[Data entries]
· · · · · · ·

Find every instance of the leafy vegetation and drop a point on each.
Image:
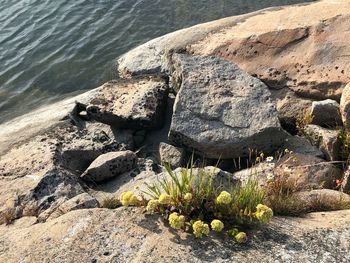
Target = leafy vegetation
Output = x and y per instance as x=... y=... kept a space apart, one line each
x=197 y=201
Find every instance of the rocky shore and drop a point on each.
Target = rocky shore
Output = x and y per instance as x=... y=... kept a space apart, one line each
x=267 y=81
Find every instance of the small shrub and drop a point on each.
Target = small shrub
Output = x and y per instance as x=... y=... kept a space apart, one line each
x=197 y=202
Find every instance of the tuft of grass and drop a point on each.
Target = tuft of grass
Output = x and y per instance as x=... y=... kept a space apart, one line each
x=111 y=203
x=344 y=141
x=197 y=197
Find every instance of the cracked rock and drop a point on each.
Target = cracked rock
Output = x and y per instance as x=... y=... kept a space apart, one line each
x=221 y=111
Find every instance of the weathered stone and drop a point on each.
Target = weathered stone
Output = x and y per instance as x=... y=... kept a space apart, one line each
x=135 y=104
x=345 y=106
x=327 y=140
x=222 y=112
x=309 y=57
x=307 y=172
x=301 y=145
x=82 y=201
x=309 y=49
x=324 y=199
x=128 y=235
x=174 y=156
x=109 y=165
x=345 y=184
x=129 y=181
x=80 y=146
x=325 y=113
x=290 y=108
x=261 y=172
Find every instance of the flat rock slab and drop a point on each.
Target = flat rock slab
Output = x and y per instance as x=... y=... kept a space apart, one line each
x=221 y=111
x=109 y=165
x=136 y=104
x=128 y=235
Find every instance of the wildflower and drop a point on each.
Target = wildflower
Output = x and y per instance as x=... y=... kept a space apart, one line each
x=263 y=213
x=200 y=229
x=269 y=159
x=128 y=198
x=217 y=225
x=152 y=205
x=241 y=237
x=176 y=221
x=188 y=197
x=224 y=198
x=270 y=176
x=164 y=199
x=233 y=232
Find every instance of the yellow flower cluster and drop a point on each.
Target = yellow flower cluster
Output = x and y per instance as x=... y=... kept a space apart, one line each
x=164 y=199
x=263 y=213
x=176 y=221
x=152 y=205
x=241 y=237
x=188 y=197
x=128 y=198
x=224 y=198
x=217 y=225
x=200 y=229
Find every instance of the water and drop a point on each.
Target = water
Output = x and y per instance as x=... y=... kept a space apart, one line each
x=51 y=48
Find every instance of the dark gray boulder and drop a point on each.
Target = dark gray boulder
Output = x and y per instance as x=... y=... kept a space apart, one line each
x=221 y=111
x=136 y=104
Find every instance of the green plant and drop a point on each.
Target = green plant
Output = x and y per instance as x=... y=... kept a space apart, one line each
x=7 y=216
x=111 y=203
x=195 y=199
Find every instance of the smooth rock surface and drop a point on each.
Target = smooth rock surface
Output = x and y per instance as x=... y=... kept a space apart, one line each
x=109 y=165
x=222 y=112
x=325 y=113
x=127 y=235
x=309 y=44
x=325 y=139
x=345 y=106
x=135 y=104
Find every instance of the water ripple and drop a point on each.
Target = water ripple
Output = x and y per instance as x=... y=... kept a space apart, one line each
x=51 y=48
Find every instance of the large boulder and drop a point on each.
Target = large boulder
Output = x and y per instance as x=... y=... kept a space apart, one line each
x=221 y=111
x=327 y=140
x=137 y=104
x=169 y=154
x=308 y=44
x=109 y=165
x=299 y=144
x=307 y=172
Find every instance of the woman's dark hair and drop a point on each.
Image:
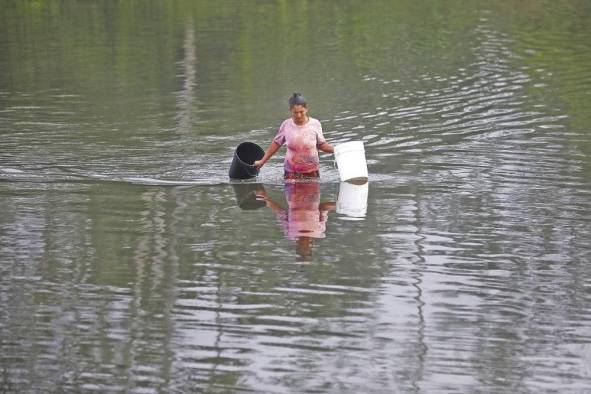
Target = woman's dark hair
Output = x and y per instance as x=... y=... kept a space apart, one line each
x=297 y=99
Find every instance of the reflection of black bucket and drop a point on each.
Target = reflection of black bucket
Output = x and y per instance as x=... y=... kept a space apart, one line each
x=244 y=156
x=246 y=197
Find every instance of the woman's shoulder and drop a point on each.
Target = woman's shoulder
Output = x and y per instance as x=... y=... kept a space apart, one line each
x=314 y=121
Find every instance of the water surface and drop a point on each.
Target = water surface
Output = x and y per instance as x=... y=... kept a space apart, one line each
x=129 y=262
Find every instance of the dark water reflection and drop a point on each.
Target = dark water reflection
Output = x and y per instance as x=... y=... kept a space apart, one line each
x=130 y=263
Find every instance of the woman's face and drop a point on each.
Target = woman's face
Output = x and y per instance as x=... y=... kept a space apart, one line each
x=299 y=114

· · · · · · ·

Across the entries above, count the lines with the word "small" and report that count by itself.

Result below ::
2